§ What you have to do: Rewrite the stretch from the line containing "Target: wooden log house" through the end of the data, swapping each "Target" for "Object" and leaving everything else unchanged.

Detection annotation data
==============================
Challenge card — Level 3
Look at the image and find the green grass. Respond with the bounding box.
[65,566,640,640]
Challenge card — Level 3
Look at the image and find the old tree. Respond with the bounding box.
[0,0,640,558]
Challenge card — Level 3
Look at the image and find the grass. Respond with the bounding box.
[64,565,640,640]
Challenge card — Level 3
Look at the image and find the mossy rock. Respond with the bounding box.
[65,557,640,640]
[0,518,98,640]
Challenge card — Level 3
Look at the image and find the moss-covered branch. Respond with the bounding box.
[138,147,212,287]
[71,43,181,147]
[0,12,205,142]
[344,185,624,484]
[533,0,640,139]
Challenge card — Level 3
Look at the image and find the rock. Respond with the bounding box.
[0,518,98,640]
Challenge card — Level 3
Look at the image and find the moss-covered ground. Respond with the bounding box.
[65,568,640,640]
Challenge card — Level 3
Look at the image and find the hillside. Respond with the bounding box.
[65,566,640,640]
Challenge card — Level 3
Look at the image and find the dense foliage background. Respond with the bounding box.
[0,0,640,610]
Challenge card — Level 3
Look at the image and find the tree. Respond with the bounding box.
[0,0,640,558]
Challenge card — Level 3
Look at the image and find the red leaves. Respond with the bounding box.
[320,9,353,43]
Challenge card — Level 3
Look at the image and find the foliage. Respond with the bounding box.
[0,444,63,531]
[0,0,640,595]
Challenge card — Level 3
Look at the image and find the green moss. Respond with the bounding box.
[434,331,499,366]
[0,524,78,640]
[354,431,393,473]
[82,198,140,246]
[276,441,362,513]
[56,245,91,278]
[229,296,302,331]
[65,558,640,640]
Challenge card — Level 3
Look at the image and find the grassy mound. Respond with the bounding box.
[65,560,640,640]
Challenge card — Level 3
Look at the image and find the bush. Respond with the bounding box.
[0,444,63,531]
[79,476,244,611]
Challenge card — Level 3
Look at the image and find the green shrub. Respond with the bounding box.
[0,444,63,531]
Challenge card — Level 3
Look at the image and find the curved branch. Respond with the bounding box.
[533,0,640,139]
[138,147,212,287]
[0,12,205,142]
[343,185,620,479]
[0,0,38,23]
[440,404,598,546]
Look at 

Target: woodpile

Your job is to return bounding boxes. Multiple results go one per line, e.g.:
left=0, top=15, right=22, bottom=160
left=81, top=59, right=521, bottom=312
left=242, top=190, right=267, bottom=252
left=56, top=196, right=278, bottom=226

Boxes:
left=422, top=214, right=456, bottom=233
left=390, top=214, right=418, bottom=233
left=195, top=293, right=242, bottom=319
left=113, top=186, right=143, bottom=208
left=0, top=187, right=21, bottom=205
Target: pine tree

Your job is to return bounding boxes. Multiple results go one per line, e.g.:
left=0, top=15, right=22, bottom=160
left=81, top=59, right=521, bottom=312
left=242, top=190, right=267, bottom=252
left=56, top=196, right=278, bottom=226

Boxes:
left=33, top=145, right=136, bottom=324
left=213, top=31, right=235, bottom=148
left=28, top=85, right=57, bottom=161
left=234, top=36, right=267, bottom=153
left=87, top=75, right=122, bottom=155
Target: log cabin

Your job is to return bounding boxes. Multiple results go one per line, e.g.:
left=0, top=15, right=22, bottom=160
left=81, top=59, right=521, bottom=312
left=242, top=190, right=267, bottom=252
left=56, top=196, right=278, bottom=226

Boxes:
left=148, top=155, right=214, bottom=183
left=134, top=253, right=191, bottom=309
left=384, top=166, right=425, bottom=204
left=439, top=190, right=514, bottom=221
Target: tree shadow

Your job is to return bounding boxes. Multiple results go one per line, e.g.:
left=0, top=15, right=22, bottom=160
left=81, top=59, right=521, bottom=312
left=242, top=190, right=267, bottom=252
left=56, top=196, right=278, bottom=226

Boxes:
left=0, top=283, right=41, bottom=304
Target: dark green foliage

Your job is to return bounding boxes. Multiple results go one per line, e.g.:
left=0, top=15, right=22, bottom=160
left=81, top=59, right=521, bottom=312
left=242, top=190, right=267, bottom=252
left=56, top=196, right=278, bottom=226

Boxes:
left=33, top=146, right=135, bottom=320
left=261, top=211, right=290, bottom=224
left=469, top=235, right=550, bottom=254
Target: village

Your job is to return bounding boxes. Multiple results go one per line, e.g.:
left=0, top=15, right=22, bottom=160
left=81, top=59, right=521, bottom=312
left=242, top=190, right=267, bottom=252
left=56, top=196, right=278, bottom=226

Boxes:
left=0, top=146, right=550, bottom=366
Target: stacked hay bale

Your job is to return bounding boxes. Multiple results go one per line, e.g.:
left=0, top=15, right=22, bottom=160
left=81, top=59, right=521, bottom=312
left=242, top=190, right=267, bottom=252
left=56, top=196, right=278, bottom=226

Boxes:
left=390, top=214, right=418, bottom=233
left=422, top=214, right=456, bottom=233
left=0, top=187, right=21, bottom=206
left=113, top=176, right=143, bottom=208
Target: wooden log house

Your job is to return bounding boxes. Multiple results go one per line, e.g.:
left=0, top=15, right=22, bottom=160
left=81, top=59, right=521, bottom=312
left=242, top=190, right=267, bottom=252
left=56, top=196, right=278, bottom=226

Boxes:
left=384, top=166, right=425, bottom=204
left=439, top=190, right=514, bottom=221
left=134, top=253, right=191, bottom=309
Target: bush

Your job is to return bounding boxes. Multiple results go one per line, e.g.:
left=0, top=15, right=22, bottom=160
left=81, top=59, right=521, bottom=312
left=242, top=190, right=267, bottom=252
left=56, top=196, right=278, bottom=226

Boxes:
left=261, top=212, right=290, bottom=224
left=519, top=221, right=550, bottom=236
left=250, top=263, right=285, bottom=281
==============================
§ Response:
Object: wooden log house

Your job is to return bounding boxes. Multiple results go one per line, e.g.:
left=0, top=15, right=22, bottom=160
left=81, top=59, right=521, bottom=312
left=242, top=190, right=267, bottom=252
left=56, top=196, right=278, bottom=226

Boxes:
left=384, top=166, right=425, bottom=204
left=439, top=190, right=514, bottom=221
left=134, top=253, right=191, bottom=309
Object: bush

Your job is to return bounding boxes. Multiple results go one per line, e.g.:
left=0, top=15, right=22, bottom=160
left=81, top=59, right=521, bottom=312
left=242, top=190, right=267, bottom=252
left=56, top=196, right=278, bottom=226

Boxes:
left=261, top=212, right=290, bottom=224
left=519, top=221, right=550, bottom=236
left=250, top=263, right=285, bottom=281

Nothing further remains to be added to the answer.